§ Challenge 1
According to the microfinance passage, in how many countries does the Microfinance Transparency initiative operate so far?
§ Challenge 2
Using the microfinance passage, explain why Partner Microcredit Foundation in Bosnia stepped up field visits, spot checks, and education. Answer in one to three sentences.
§ Challenge 3
Write the next part of the microfinance passage, picking up after its final sentence.

§ Source extract
····················
In its latest Focus Note, Responsible Finance: Putting Principles to Work, CGAP says this evolution will also benefit the institutions, as stronger client protection can lead to greater customer loyalty and demand for a wider range of financial services. Those institutions that fail to improve client protection may risk much heavier government regulation of their markets, and even lose access to investors whose focus is on the double bottom line of helping the poor as well as earning solid returns.
"There is a far more realistic understanding now of the need for better internal controls, for institutions like credit bureaus, and for sound regulation, all with a view to providing responsible finance to the 2.7 billion people still without access to formal savings or loan accounts," said Kate McKee, one of the authors of the CGAP paper. "Microfinance providers are showing they have learned that they have to do more to protect their client base, not just grow it."
In a new paper on over-indebtedness, CGAP argues that problems with too much debt are to be expected as microcredit markets become more saturated. Competitors start lending to higher-risk borrowers, and may become lax on risk management and internal control. When these problems are not anticipated and managed, crises break out and both borrowers and lenders suffer.
Many institutions now grasp that the way forward requires an approach that is sensitive to the particular vulnerabilities of poor clients.
For example, after members of the Pakistan Microfinance Network suffered a severe deterioration in loan performance, the industry association launched a consumer protection drive that seeks to improve microfinance institution practices through a voluntary code of conduct. Staff training is being improved, more transparent pricing policies have been introduced, there is more vigilant monitoring, and a new client grievance system seeks to help borrowers work out problems with their lenders. Another critical element has been the introduction of a credit bureau that helps the microfinance institutions to perform more accurate appraisals of potential borrowers.
In Bosnia, Partner Microcredit Foundation has recognized that a risk to the client is also a risk for the institution and so it has stepped up field visits to borrowers, enlisted internal auditors to conduct random spot checks and branch visits, boosted education of staff and clients, while working to improve products.
At a global level, too there are important new initiatives pushing for improved consumer protection, greater transparency and disclosure of interest rates, alongside efforts aimed at improving financial literacy. The Microfinance Transparency initiative which works globally to improve price transparency in the sector is operating in 28 countries so far, and has data on more than 1,000 loan products sold to more than 50 million clients. Nearly 700 financial service providers, and 130 funders have signed on to implement the Client Protection Principles advocated by the Smart Campaign.
····················
§ Dataset entries
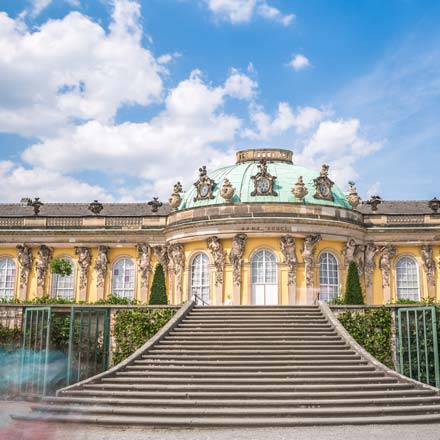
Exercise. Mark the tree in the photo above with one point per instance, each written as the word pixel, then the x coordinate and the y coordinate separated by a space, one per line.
pixel 158 289
pixel 353 290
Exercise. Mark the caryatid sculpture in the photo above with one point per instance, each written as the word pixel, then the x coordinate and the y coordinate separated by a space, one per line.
pixel 42 265
pixel 218 254
pixel 288 249
pixel 25 259
pixel 308 255
pixel 236 256
pixel 144 263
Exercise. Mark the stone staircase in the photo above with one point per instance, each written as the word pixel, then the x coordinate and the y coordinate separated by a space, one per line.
pixel 246 366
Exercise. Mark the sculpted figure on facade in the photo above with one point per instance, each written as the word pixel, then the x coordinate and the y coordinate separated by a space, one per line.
pixel 387 253
pixel 43 259
pixel 349 250
pixel 428 264
pixel 101 265
pixel 216 248
pixel 236 256
pixel 84 260
pixel 177 257
pixel 288 249
pixel 308 255
pixel 161 252
pixel 370 253
pixel 25 259
pixel 144 262
pixel 359 258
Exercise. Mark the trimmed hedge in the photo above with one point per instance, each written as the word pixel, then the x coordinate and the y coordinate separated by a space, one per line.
pixel 372 330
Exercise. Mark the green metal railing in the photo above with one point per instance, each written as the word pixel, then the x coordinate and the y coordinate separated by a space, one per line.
pixel 417 344
pixel 35 351
pixel 88 343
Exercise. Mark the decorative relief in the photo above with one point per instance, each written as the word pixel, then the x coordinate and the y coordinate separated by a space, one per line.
pixel 101 265
pixel 374 202
pixel 323 185
pixel 176 199
pixel 204 186
pixel 359 258
pixel 64 222
pixel 25 259
pixel 161 252
pixel 216 249
pixel 406 219
pixel 227 191
pixel 353 196
pixel 308 255
pixel 95 207
pixel 288 249
pixel 236 256
pixel 84 260
pixel 263 181
pixel 387 253
pixel 124 222
pixel 300 190
pixel 428 264
pixel 348 251
pixel 43 259
pixel 370 253
pixel 144 262
pixel 177 256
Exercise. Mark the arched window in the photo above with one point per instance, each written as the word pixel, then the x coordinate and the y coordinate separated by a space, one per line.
pixel 407 278
pixel 64 287
pixel 264 278
pixel 328 276
pixel 8 274
pixel 123 278
pixel 200 277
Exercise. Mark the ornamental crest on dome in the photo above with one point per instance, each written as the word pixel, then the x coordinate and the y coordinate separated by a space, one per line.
pixel 204 186
pixel 263 181
pixel 323 185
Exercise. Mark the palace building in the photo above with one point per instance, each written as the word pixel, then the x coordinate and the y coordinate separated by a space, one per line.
pixel 262 231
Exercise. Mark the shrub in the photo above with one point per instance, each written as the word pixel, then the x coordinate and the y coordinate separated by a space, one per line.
pixel 158 289
pixel 353 290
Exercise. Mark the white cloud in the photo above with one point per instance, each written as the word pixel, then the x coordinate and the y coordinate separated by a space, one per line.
pixel 50 186
pixel 242 11
pixel 174 143
pixel 285 119
pixel 240 86
pixel 299 62
pixel 72 69
pixel 340 144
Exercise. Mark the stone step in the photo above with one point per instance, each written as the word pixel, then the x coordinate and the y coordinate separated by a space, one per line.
····················
§ Task output 1
It operates in 28 countries.

§ Task output 2
The foundation recognized that a risk to the client is also a risk to the institution. Protecting borrowers through closer monitoring and better education therefore also protects the foundation.

§ Task output 3
These are solid steps, CGAP believes, but all actors in the sector need to do more to ensure responsible delivery of sound financial products to the poor. In a third paper produced in partnership with the International Finance Corporation (IFC), CGAP stresses the need for credit reporting bureaus that cover not just mainstream banking and financial services customers but microfinance borrowers as well.
Despite progress on this front over the past 10 years, CGAP and IFC note that only a handful of countries have the kind of credit reporting coverage that includes microfinance borrowers in the exchange of credit information. While credit reporting alone cannot create credit discipline in a market or compensate for inadequate underwriting standards, say the authors of the paper, it can help microlenders better originate loans, manage credit risks, and create a powerful incentive for repayment among borrowers.
In addition to fostering the growth of comprehensive credit reporting, governments and regulators can also improve client protection for poor borrowers through actions like those taken in Peru, which has recently introduced new laws to enhance the fairness and transparency in lending markets, contributing to greater competition and lower prices on financial products.
However, CGAP believes it will take responsibility on all sides - governments and regulators, funders, financial service providers, and their customers - to ensure that microfinance delivers what it promises: the opportunity for people traditionally without the means to build their own futures using savings, loans, and insurance.
Read the CGAP papers:
Responsible Finance: Putting Principles to Work
http://www.cgap.org/gm/document-1.9.54128/FN73.pdf
Too Much Microcredit? A Survey of the Evidence on Over-Indebtedness
http://www.cgap.org/gm/document-1.9.55377/OP19.pdf
Credit Reporting at the Base of the Pyramid
http://www.cgap.org/gm/document-1.9.55445/FORUM_1.pdf
About CGAP
CGAP is an independent policy and research center dedicated to advancing financial access for the world's poor. It is supported by over 30 development agencies and private foundations who share a common mission to alleviate poverty. Learn more at http://www.cgap.org.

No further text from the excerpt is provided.